• [What you will do]: Can you copy the rows from the start through the line containing "Each instance is", swapping "even-odd rule" for "nonzero winding rule" and changing nothing else?

• [Provided records]:

○ ○ ○ ○ ○ ○ ○

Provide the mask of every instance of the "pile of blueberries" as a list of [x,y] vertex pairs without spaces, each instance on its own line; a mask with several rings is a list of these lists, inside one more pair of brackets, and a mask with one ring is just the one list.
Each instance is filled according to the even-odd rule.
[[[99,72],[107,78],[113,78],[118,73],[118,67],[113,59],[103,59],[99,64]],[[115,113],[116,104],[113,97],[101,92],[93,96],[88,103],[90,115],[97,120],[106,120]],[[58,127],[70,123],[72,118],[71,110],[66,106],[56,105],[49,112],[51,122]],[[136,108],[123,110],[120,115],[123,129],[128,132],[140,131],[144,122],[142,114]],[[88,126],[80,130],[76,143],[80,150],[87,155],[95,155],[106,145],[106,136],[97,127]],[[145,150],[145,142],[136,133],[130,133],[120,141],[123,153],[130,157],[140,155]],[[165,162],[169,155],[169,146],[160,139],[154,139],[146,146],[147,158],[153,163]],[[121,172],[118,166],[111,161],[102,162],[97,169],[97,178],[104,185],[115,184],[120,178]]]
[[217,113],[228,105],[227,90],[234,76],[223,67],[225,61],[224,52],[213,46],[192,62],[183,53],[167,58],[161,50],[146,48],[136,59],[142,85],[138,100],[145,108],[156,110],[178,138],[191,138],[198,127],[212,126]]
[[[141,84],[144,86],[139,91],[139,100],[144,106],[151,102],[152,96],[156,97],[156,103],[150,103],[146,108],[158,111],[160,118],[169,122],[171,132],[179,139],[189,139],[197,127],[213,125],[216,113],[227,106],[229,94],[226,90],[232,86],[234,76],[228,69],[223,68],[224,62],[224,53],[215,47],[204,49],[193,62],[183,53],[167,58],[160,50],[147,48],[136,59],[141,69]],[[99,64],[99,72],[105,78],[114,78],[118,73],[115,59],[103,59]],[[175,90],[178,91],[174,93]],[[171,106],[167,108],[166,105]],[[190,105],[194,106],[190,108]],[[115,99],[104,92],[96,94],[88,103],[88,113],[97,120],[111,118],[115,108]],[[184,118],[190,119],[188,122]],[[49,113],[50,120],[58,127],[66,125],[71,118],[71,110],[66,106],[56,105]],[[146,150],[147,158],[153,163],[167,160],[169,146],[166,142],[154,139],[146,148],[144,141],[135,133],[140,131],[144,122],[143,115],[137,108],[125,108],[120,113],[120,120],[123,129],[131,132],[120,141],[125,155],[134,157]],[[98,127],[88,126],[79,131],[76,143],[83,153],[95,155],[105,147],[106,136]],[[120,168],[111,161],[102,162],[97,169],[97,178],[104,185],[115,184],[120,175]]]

○ ○ ○ ○ ○ ○ ○

• [Response to the exercise]:
Provide the mask of every instance of the "pile of blueberries" as a list of [x,y] vertex pairs without spaces, each instance on its own line; a mask with several rings is a list of these lists, inside one more pair of brackets, and a mask with one ring is just the one list.
Each instance is filled according to the nonzero winding rule.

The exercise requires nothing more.